_Text section_
— START —
Friday, May 21, 2021

What's Your Reading Style?

What makes up your reading life?

Reading and stories have always been a part of me.

My mom used to tell me that even when I was very little, I'd disappear into my room and she'd find me there with a stack of books. There are pictures of it. I also still have vivid memories of sitting along the stone path at my Grandparents' house, plucking individual rocks from it and then telling elaborate stories about what item it used to be before a witch turned it into a stone. (The Wizard of Oz did a number on me.) I'd even make any available adult set up yard chairs to listen to me - like I was a one-child circus. I just loved stories....history, magic, excitement.

My reading habits dwindled for a little while. My childhood was good, but not without struggle, and I internalized SO much of my life (and, ya know, developed anxiety) and I'm not great with books when that happens. Mix in the pressures of school (the structure of which did not suit me), and I wanted nothing to do with "extra work". I remember a few series from that time, but it had stopped being a priority.

In High School, it was much of the same, but then I found a...wait for it....Buffy the Vampire Slayer series that was basically fanfic turned novels and I got heavily into those. Anything for more time with Angel.
— END —
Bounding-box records
— START —
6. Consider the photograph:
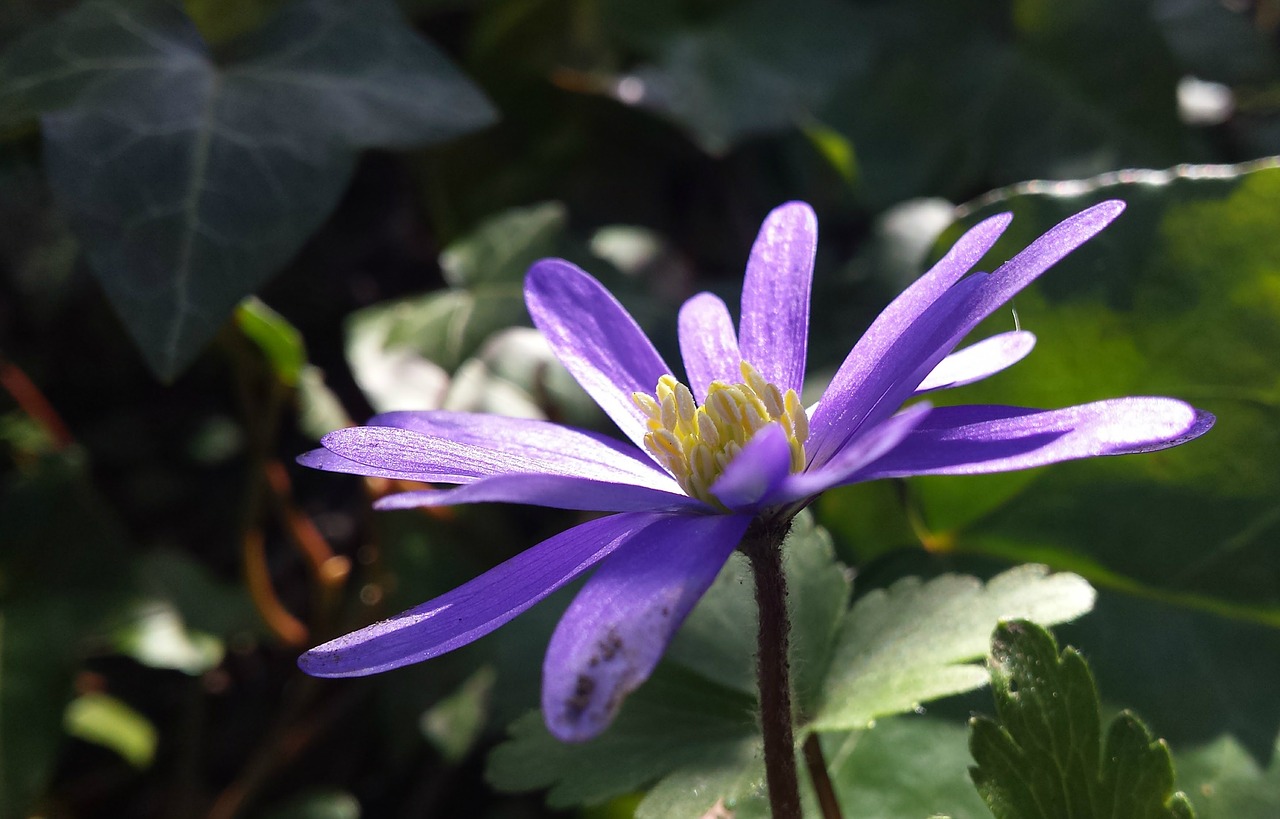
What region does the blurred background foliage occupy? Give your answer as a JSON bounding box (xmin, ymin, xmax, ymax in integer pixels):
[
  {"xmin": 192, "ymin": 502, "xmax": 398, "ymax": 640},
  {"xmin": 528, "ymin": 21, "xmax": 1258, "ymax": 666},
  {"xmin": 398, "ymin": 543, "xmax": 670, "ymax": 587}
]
[{"xmin": 0, "ymin": 0, "xmax": 1280, "ymax": 819}]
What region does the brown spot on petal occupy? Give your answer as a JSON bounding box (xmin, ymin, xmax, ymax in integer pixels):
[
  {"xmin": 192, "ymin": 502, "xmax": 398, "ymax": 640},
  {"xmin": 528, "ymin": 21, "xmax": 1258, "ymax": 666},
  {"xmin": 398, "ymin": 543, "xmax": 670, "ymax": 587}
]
[
  {"xmin": 591, "ymin": 628, "xmax": 623, "ymax": 663},
  {"xmin": 564, "ymin": 674, "xmax": 595, "ymax": 719}
]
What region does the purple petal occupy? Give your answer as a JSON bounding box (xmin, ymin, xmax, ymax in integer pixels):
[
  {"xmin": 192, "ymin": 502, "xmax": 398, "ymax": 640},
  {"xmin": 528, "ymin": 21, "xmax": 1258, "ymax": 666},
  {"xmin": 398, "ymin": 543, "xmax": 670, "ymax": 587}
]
[
  {"xmin": 543, "ymin": 514, "xmax": 751, "ymax": 742},
  {"xmin": 858, "ymin": 397, "xmax": 1213, "ymax": 480},
  {"xmin": 810, "ymin": 201, "xmax": 1124, "ymax": 465},
  {"xmin": 735, "ymin": 202, "xmax": 818, "ymax": 393},
  {"xmin": 915, "ymin": 330, "xmax": 1036, "ymax": 395},
  {"xmin": 710, "ymin": 424, "xmax": 791, "ymax": 512},
  {"xmin": 680, "ymin": 293, "xmax": 742, "ymax": 403},
  {"xmin": 298, "ymin": 513, "xmax": 667, "ymax": 677},
  {"xmin": 777, "ymin": 401, "xmax": 934, "ymax": 502},
  {"xmin": 525, "ymin": 258, "xmax": 672, "ymax": 449},
  {"xmin": 320, "ymin": 426, "xmax": 680, "ymax": 491},
  {"xmin": 297, "ymin": 449, "xmax": 430, "ymax": 484},
  {"xmin": 805, "ymin": 274, "xmax": 987, "ymax": 470},
  {"xmin": 809, "ymin": 214, "xmax": 1012, "ymax": 463},
  {"xmin": 374, "ymin": 475, "xmax": 710, "ymax": 512},
  {"xmin": 367, "ymin": 410, "xmax": 678, "ymax": 491},
  {"xmin": 963, "ymin": 200, "xmax": 1125, "ymax": 334}
]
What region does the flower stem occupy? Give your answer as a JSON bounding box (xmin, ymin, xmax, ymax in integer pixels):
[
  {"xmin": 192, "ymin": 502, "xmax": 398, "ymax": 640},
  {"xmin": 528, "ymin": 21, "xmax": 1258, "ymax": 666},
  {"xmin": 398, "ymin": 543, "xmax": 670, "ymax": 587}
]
[
  {"xmin": 804, "ymin": 733, "xmax": 844, "ymax": 819},
  {"xmin": 741, "ymin": 521, "xmax": 801, "ymax": 819}
]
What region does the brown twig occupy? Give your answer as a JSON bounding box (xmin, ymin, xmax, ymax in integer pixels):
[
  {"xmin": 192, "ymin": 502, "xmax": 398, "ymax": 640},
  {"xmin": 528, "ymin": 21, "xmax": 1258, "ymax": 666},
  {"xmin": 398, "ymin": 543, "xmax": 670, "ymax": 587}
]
[{"xmin": 0, "ymin": 356, "xmax": 76, "ymax": 449}]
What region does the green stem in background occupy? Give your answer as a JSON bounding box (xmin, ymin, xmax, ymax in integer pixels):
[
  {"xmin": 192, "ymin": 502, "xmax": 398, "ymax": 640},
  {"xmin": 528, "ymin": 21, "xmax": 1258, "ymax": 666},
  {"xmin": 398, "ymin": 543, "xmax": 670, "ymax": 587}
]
[{"xmin": 740, "ymin": 521, "xmax": 803, "ymax": 819}]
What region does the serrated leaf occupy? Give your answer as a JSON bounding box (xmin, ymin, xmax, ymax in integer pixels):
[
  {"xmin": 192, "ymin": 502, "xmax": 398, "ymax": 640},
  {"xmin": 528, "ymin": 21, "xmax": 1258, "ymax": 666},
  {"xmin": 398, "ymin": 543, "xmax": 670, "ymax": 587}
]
[
  {"xmin": 810, "ymin": 566, "xmax": 1094, "ymax": 731},
  {"xmin": 1175, "ymin": 736, "xmax": 1280, "ymax": 819},
  {"xmin": 970, "ymin": 621, "xmax": 1194, "ymax": 819},
  {"xmin": 0, "ymin": 0, "xmax": 493, "ymax": 379},
  {"xmin": 63, "ymin": 692, "xmax": 159, "ymax": 768},
  {"xmin": 489, "ymin": 514, "xmax": 849, "ymax": 819}
]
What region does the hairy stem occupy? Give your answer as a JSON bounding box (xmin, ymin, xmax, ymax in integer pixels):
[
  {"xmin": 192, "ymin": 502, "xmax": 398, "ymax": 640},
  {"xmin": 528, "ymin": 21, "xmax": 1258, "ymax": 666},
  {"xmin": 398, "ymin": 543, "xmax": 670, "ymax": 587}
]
[
  {"xmin": 804, "ymin": 733, "xmax": 844, "ymax": 819},
  {"xmin": 741, "ymin": 521, "xmax": 801, "ymax": 819}
]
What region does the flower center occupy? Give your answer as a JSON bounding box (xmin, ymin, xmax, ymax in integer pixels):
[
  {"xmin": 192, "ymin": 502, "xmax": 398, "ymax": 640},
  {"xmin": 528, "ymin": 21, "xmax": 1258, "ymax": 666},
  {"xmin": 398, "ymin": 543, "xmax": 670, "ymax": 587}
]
[{"xmin": 631, "ymin": 361, "xmax": 809, "ymax": 507}]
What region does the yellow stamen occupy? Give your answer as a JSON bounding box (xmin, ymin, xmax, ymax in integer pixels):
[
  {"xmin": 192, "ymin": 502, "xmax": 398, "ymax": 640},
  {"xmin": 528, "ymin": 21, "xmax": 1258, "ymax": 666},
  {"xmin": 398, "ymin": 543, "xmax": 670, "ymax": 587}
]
[{"xmin": 631, "ymin": 361, "xmax": 809, "ymax": 507}]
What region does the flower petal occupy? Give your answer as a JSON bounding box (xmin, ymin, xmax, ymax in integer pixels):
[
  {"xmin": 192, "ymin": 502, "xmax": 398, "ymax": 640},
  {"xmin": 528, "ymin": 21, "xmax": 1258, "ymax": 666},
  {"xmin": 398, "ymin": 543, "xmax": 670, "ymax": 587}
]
[
  {"xmin": 735, "ymin": 202, "xmax": 818, "ymax": 393},
  {"xmin": 367, "ymin": 410, "xmax": 678, "ymax": 491},
  {"xmin": 525, "ymin": 258, "xmax": 672, "ymax": 449},
  {"xmin": 298, "ymin": 513, "xmax": 667, "ymax": 677},
  {"xmin": 774, "ymin": 401, "xmax": 934, "ymax": 502},
  {"xmin": 320, "ymin": 426, "xmax": 680, "ymax": 491},
  {"xmin": 297, "ymin": 448, "xmax": 424, "ymax": 482},
  {"xmin": 858, "ymin": 397, "xmax": 1213, "ymax": 480},
  {"xmin": 680, "ymin": 293, "xmax": 742, "ymax": 403},
  {"xmin": 710, "ymin": 424, "xmax": 791, "ymax": 512},
  {"xmin": 543, "ymin": 514, "xmax": 751, "ymax": 742},
  {"xmin": 915, "ymin": 330, "xmax": 1036, "ymax": 395},
  {"xmin": 374, "ymin": 475, "xmax": 710, "ymax": 512},
  {"xmin": 810, "ymin": 200, "xmax": 1124, "ymax": 463},
  {"xmin": 809, "ymin": 214, "xmax": 1012, "ymax": 463},
  {"xmin": 805, "ymin": 274, "xmax": 987, "ymax": 470}
]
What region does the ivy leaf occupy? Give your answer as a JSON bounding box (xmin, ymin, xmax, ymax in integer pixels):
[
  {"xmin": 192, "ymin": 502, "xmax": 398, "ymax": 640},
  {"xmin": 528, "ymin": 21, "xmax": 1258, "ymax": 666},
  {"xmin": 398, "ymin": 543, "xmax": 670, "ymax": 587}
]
[
  {"xmin": 0, "ymin": 0, "xmax": 494, "ymax": 379},
  {"xmin": 613, "ymin": 0, "xmax": 869, "ymax": 154},
  {"xmin": 970, "ymin": 621, "xmax": 1194, "ymax": 819},
  {"xmin": 812, "ymin": 566, "xmax": 1094, "ymax": 731}
]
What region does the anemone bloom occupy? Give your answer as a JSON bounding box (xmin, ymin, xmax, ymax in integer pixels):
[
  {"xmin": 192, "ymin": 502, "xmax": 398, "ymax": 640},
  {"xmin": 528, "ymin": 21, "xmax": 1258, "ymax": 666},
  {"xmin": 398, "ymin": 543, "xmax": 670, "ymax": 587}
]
[{"xmin": 300, "ymin": 201, "xmax": 1212, "ymax": 740}]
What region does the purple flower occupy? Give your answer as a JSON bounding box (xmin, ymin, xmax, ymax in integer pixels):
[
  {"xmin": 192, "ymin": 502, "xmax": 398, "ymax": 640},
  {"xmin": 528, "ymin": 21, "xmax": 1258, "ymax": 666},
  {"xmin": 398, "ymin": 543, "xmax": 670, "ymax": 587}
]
[{"xmin": 300, "ymin": 201, "xmax": 1213, "ymax": 740}]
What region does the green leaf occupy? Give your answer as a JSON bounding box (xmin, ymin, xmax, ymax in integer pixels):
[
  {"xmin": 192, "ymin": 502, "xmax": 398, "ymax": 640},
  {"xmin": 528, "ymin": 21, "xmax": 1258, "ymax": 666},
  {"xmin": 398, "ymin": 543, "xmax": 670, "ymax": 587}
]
[
  {"xmin": 1174, "ymin": 736, "xmax": 1280, "ymax": 819},
  {"xmin": 440, "ymin": 202, "xmax": 568, "ymax": 288},
  {"xmin": 489, "ymin": 514, "xmax": 849, "ymax": 819},
  {"xmin": 667, "ymin": 513, "xmax": 850, "ymax": 708},
  {"xmin": 970, "ymin": 621, "xmax": 1193, "ymax": 819},
  {"xmin": 618, "ymin": 0, "xmax": 870, "ymax": 154},
  {"xmin": 822, "ymin": 714, "xmax": 989, "ymax": 819},
  {"xmin": 64, "ymin": 692, "xmax": 159, "ymax": 768},
  {"xmin": 489, "ymin": 514, "xmax": 1093, "ymax": 819},
  {"xmin": 1059, "ymin": 587, "xmax": 1280, "ymax": 762},
  {"xmin": 0, "ymin": 0, "xmax": 494, "ymax": 379},
  {"xmin": 815, "ymin": 0, "xmax": 1196, "ymax": 209},
  {"xmin": 910, "ymin": 160, "xmax": 1280, "ymax": 619},
  {"xmin": 236, "ymin": 296, "xmax": 307, "ymax": 386},
  {"xmin": 0, "ymin": 449, "xmax": 129, "ymax": 819},
  {"xmin": 488, "ymin": 664, "xmax": 763, "ymax": 815},
  {"xmin": 810, "ymin": 566, "xmax": 1094, "ymax": 731},
  {"xmin": 259, "ymin": 788, "xmax": 362, "ymax": 819},
  {"xmin": 347, "ymin": 202, "xmax": 588, "ymax": 412},
  {"xmin": 420, "ymin": 665, "xmax": 495, "ymax": 764}
]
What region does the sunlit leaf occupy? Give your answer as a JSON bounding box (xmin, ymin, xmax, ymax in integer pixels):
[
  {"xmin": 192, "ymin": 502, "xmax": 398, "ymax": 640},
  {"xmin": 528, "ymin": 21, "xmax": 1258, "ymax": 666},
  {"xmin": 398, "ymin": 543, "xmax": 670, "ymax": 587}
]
[
  {"xmin": 970, "ymin": 621, "xmax": 1194, "ymax": 819},
  {"xmin": 64, "ymin": 694, "xmax": 159, "ymax": 768},
  {"xmin": 812, "ymin": 566, "xmax": 1094, "ymax": 731},
  {"xmin": 911, "ymin": 163, "xmax": 1280, "ymax": 619}
]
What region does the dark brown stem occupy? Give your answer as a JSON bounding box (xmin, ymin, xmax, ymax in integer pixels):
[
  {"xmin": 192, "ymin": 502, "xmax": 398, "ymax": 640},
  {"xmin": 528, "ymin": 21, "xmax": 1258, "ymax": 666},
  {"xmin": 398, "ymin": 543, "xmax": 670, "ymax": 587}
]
[
  {"xmin": 804, "ymin": 733, "xmax": 844, "ymax": 819},
  {"xmin": 741, "ymin": 521, "xmax": 801, "ymax": 819}
]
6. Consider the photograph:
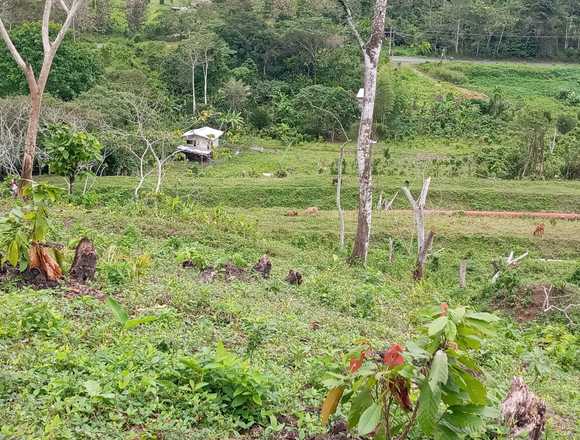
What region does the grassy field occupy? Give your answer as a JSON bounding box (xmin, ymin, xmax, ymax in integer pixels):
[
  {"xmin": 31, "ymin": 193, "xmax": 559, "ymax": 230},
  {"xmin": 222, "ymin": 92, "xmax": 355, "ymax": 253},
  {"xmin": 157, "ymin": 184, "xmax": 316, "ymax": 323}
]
[
  {"xmin": 0, "ymin": 152, "xmax": 580, "ymax": 439},
  {"xmin": 421, "ymin": 62, "xmax": 580, "ymax": 114},
  {"xmin": 0, "ymin": 57, "xmax": 580, "ymax": 440}
]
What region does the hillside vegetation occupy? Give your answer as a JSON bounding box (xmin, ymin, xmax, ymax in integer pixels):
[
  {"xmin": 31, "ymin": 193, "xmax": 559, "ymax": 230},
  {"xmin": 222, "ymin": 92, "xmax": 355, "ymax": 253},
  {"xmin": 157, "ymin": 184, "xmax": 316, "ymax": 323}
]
[{"xmin": 0, "ymin": 0, "xmax": 580, "ymax": 440}]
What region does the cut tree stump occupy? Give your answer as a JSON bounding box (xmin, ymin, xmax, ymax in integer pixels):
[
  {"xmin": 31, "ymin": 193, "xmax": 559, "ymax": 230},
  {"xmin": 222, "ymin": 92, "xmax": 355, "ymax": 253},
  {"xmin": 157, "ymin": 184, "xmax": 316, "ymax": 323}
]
[
  {"xmin": 286, "ymin": 270, "xmax": 302, "ymax": 286},
  {"xmin": 501, "ymin": 377, "xmax": 546, "ymax": 440},
  {"xmin": 70, "ymin": 238, "xmax": 97, "ymax": 283},
  {"xmin": 254, "ymin": 255, "xmax": 272, "ymax": 278}
]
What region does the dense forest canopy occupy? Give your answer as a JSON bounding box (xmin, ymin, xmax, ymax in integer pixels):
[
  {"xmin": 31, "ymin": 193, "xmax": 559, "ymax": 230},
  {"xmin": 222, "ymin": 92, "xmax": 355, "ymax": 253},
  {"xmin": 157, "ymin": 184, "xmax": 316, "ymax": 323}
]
[{"xmin": 0, "ymin": 0, "xmax": 580, "ymax": 177}]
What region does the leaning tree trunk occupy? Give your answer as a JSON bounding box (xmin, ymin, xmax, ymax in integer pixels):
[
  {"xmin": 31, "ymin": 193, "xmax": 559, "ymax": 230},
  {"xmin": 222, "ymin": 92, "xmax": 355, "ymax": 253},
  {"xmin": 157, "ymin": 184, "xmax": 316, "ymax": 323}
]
[
  {"xmin": 340, "ymin": 0, "xmax": 387, "ymax": 263},
  {"xmin": 20, "ymin": 92, "xmax": 42, "ymax": 189},
  {"xmin": 0, "ymin": 0, "xmax": 86, "ymax": 193}
]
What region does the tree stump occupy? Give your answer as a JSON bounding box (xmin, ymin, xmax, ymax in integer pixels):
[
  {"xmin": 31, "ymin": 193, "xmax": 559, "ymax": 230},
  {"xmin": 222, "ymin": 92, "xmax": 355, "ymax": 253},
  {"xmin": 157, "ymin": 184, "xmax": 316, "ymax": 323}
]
[
  {"xmin": 70, "ymin": 238, "xmax": 97, "ymax": 283},
  {"xmin": 501, "ymin": 377, "xmax": 546, "ymax": 440},
  {"xmin": 286, "ymin": 270, "xmax": 302, "ymax": 286},
  {"xmin": 254, "ymin": 255, "xmax": 272, "ymax": 278}
]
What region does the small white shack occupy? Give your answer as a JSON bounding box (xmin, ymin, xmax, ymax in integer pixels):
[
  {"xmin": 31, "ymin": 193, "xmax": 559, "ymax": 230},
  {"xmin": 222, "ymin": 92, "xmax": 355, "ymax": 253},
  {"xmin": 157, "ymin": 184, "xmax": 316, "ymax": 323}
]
[{"xmin": 177, "ymin": 127, "xmax": 224, "ymax": 162}]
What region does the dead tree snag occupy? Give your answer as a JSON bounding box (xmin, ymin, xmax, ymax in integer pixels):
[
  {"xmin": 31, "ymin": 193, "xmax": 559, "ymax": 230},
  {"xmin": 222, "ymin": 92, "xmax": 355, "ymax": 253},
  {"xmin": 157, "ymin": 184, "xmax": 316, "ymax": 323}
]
[{"xmin": 70, "ymin": 238, "xmax": 97, "ymax": 283}]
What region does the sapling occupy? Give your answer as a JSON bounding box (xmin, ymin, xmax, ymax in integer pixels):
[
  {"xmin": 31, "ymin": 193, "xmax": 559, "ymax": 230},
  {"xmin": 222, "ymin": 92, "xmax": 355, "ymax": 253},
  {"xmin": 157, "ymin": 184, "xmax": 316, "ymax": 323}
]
[{"xmin": 321, "ymin": 304, "xmax": 498, "ymax": 440}]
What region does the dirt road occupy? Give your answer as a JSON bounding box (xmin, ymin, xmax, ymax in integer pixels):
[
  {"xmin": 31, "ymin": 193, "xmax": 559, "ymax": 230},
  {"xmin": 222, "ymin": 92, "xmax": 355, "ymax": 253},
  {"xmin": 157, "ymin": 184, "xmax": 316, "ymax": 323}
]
[
  {"xmin": 393, "ymin": 209, "xmax": 580, "ymax": 220},
  {"xmin": 391, "ymin": 56, "xmax": 579, "ymax": 67}
]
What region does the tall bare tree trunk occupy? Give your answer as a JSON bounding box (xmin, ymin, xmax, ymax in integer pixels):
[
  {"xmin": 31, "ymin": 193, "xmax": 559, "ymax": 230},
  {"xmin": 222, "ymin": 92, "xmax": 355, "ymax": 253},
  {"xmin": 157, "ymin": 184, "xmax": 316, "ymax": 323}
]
[
  {"xmin": 203, "ymin": 60, "xmax": 209, "ymax": 105},
  {"xmin": 191, "ymin": 64, "xmax": 197, "ymax": 116},
  {"xmin": 20, "ymin": 90, "xmax": 42, "ymax": 189},
  {"xmin": 336, "ymin": 144, "xmax": 345, "ymax": 249},
  {"xmin": 339, "ymin": 0, "xmax": 387, "ymax": 263},
  {"xmin": 0, "ymin": 0, "xmax": 85, "ymax": 192},
  {"xmin": 455, "ymin": 20, "xmax": 461, "ymax": 54}
]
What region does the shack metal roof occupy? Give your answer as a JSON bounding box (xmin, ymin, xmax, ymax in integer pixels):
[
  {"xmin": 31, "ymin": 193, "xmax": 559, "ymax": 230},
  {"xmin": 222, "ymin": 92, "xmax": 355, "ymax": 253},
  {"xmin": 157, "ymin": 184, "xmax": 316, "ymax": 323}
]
[
  {"xmin": 177, "ymin": 145, "xmax": 211, "ymax": 156},
  {"xmin": 183, "ymin": 127, "xmax": 224, "ymax": 139}
]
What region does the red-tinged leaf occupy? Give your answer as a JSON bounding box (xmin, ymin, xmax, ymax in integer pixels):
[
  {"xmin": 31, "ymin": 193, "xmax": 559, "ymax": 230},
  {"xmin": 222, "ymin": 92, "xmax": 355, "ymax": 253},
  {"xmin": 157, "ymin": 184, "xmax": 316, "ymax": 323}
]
[
  {"xmin": 389, "ymin": 376, "xmax": 413, "ymax": 411},
  {"xmin": 320, "ymin": 387, "xmax": 344, "ymax": 425},
  {"xmin": 383, "ymin": 344, "xmax": 405, "ymax": 368}
]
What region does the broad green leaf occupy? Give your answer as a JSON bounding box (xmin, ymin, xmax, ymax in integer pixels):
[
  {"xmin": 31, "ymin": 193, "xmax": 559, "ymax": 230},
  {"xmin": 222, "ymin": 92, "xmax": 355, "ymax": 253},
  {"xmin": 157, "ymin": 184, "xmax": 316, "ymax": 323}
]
[
  {"xmin": 461, "ymin": 373, "xmax": 487, "ymax": 405},
  {"xmin": 357, "ymin": 402, "xmax": 381, "ymax": 435},
  {"xmin": 6, "ymin": 240, "xmax": 20, "ymax": 267},
  {"xmin": 428, "ymin": 316, "xmax": 449, "ymax": 336},
  {"xmin": 373, "ymin": 423, "xmax": 387, "ymax": 440},
  {"xmin": 465, "ymin": 312, "xmax": 500, "ymax": 323},
  {"xmin": 405, "ymin": 341, "xmax": 429, "ymax": 359},
  {"xmin": 445, "ymin": 321, "xmax": 457, "ymax": 341},
  {"xmin": 443, "ymin": 408, "xmax": 483, "ymax": 434},
  {"xmin": 125, "ymin": 316, "xmax": 158, "ymax": 330},
  {"xmin": 447, "ymin": 307, "xmax": 466, "ymax": 324},
  {"xmin": 429, "ymin": 350, "xmax": 449, "ymax": 390},
  {"xmin": 83, "ymin": 380, "xmax": 101, "ymax": 397},
  {"xmin": 417, "ymin": 380, "xmax": 441, "ymax": 435},
  {"xmin": 433, "ymin": 424, "xmax": 464, "ymax": 440},
  {"xmin": 348, "ymin": 386, "xmax": 373, "ymax": 428},
  {"xmin": 320, "ymin": 387, "xmax": 344, "ymax": 425},
  {"xmin": 107, "ymin": 296, "xmax": 129, "ymax": 325}
]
— END —
_Directions_
a) Could you update the reading-style post, giving everything from "What's Your Reading" down to "stories....history, magic, excitement." with "stone" changed to "pebble"?
b) Can you carry the reading-style post on past its last line?

_Results of the exercise_
a)
What's Your Reading Style?

What makes up your reading life?

Reading and stories have always been a part of me.

My mom used to tell me that even when I was very little, I'd disappear into my room and she'd find me there with a stack of books. There are pictures of it. I also still have vivid memories of sitting along the pebble path at my Grandparents' house, plucking individual rocks from it and then telling elaborate stories about what item it used to be before a witch turned it into a pebble. (The Wizard of Oz did a number on me.) I'd even make any available adult set up yard chairs to listen to me - like I was a one-child circus. I just loved stories....history, magic, excitement.

b)
In college, my friends and I were pretty innocent. We'd sometimes hop the border to Canada where the legal drinking age is 19 and have a hilarious night of arcade games after a few Mike's hard lemonades. But other nights, we'd swing by the grocery store and pick up smutty romance novels and take them to Denny's where we'd sit and eat french fries and oreo milkshakes until 3am - laughing about the hilarious ways they described uh, unmentionables. 

Eventually, a friend gave me a Nicholas Sparks novel to try, and I was off to the races.

(I had a whole moment with Nicholas Sparks. I've read all of his novels to date, stood in a ridiculously long line to get a picture with him, and even had him sign my DVD copy of The Notebook. He's not my bookish standard anymore but, once upon a time.)

In my early 20's, I was obsessed with getting reacquainted with libraries and shopping at quirky used book stores that always had a resident cat. I realized I wanted IN on cultural phenomenons like Harry Potter and Twilight. I found myself swept up in the joys of a beautiful cover and revisiting familiar characters through a series and waking up my brain in multiple ways by pairing books with my morning coffee. I even spent my earliest days as a brand new mom, endlessly reading books as my newborn slept beneath them in my lap. And since then, my love has only expanded.

But it's also evolved. Because reading is just something can never finish.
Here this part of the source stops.